* **YOUR TASKS**
- A) In the HSBC article, who is the bank's global head of debt syndicate?
- B) Duplicate the passage of the HSBC article starting at "While the past" and ending at "pockets of demand.".
- C) Decide whether each statement agrees with the HSBC article: (i) In the FIG space, HSBC ranks first in euros. (ii) HSBC has pulled trades on its record. (iii) US dollar issuance grew in importance during the year. Answer yes or no for each and quote the deciding words.

* **SELECTED TEXT**
- - - - - - -

The right notes
For getting a tune out of every asset class and major currency in a year of troubled mood music, HSBC is IFR's Europe Financial Bond House of the Year.
Over the past year, HSBC has been ever-present at the top end of European FIG league tables, thanks to a franchise that can lean on global reach, far-flung sales and trading presence, and structuring expertise.
In the FIG space it sits in first place in euros, second in sterling, and fourth in Reg S US dollars, excluding self-led deals.
But more impressive than the sheer volume is that HSBC hit no wrong notes.
While the past year has been interrupted by volatility and geopolitical concerns, credit markets have, for the most part, remained open. But the financials space has nevertheless seen an unusually large rogues gallery of pulled trades.
Against the changeable backdrop, and with investors pushing back at times, it has been easier for misjudged timing or pricing to scupper trades.
HSBC stands alone among its rivals at the top end of the FIG league tables in having no pulled trades on its record.
The key, said Adam Bothamley, the bank’s global head of debt syndicate, has been keeping up with investors' fluctuating interest and making sure a deal is targeting the right pockets of demand.
HSBC still had difficult trades. For example, a €1bn 10-year senior non-preferred for SEB that saw its book collapse after the price was pushed too far, or a much-criticised Santander Additional Tier 1 transaction, both of which required lead manager involvement to get over the line.
But HSBC cite both as examples of the house standing by its client and doing whatever was necessary to support deals, both during and after execution.
"From a DCM perspective, we achieved what the issuer wanted," said Bothamley.
The year was particularly challenging for UK issuers, with Brexit uncertainty a near-constant. HSBC helped UK banks, building societies and insurers navigate that risk and access sterling, euros and US dollars.
HSBC consistently identified narrow windows throughout the year, helping issuers from Virgin Money to Royal London get deals away swiftly and clinically.
It also offered its sterling expertise to help a diverse mix of non-UK issuers take advantage of highly attractive funding costs in the market in a year in which US dollar issuance conversely declined in importance.
More broadly, the plunge into historically low and, in some sectors, negative yields has challenged financial issuers across the board.
Hugo Moore, HSBC’s head of frequent borrowers and covered bonds, said issuers had three options: "Go long, go for other currencies, or go for it".
HSBC was one of the only houses active in offering issuers all three options, said Moore.

- - - - - - -

* **RAW DATA**

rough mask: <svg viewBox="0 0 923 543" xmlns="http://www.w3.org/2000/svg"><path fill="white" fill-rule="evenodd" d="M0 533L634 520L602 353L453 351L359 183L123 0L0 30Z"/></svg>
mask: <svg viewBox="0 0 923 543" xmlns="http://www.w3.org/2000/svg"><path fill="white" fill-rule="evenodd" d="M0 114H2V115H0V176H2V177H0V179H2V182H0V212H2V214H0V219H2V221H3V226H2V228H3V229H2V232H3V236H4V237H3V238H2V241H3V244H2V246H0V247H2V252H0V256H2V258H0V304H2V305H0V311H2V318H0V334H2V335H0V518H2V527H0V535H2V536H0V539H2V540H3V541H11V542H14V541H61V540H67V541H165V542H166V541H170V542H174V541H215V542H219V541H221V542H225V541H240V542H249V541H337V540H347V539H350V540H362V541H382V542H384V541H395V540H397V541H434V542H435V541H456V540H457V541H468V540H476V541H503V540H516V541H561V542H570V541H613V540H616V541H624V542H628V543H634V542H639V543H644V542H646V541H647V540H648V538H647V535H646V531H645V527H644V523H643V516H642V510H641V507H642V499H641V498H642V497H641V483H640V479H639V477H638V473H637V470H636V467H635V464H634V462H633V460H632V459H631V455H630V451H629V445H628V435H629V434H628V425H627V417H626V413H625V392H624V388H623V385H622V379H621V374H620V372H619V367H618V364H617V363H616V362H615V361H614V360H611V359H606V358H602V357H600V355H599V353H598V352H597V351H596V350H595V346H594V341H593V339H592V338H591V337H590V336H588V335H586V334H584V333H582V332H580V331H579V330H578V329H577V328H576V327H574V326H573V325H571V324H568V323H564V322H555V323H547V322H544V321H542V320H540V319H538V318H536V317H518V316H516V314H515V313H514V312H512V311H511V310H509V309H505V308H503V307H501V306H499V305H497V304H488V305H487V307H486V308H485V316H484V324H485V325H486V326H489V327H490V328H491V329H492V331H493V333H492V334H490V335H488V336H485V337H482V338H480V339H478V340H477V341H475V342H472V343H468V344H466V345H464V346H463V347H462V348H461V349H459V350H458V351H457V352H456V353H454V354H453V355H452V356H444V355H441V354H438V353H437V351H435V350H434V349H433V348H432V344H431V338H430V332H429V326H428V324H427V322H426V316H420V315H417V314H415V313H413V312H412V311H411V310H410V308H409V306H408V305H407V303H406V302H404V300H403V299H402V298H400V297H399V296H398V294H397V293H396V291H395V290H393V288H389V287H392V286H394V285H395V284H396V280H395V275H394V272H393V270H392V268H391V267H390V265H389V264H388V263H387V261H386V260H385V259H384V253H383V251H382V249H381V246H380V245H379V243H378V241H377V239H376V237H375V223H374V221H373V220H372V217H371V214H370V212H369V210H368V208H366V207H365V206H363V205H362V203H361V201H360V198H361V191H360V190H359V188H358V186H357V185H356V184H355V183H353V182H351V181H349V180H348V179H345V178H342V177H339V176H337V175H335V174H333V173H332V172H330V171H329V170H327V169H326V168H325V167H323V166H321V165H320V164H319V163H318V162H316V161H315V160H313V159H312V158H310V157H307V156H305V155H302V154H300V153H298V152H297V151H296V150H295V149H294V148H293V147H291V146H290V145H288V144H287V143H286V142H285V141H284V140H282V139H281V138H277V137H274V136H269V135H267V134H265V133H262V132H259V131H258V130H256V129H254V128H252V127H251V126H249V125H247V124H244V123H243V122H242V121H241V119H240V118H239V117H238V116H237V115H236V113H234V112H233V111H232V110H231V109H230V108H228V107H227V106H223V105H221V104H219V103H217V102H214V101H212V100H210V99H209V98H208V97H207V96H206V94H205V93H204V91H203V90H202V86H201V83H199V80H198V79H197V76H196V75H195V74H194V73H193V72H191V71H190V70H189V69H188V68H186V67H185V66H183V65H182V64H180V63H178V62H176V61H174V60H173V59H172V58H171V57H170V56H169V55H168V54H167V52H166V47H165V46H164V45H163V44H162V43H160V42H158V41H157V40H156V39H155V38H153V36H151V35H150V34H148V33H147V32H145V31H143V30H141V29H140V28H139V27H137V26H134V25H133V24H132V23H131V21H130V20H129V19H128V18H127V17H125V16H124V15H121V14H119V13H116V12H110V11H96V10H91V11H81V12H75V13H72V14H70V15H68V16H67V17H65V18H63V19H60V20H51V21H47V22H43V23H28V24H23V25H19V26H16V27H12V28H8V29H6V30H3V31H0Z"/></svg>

- - - - - - -

* **EXPECTED RESULTS**
- A) Adam Bothamley

- B)
While the past year has been interrupted by volatility and geopolitical concerns, credit markets have, for the most part, remained open. But the financials space has nevertheless seen an unusually large rogues gallery of pulled trades.
Against the changeable backdrop, and with investors pushing back at times, it has been easier for misjudged timing or pricing to scupper trades.
HSBC stands alone among its rivals at the top end of the FIG league tables in having no pulled trades on its record.
The key, said Adam Bothamley, the bank’s global head of debt syndicate, has been keeping up with investors' fluctuating interest and making sure a deal is targeting the right pockets of demand.

- C)
(i) Yes: "it sits in first place in euros"
(ii) No: "having no pulled trades on its record"
(iii) No: "US dollar issuance conversely declined in importance"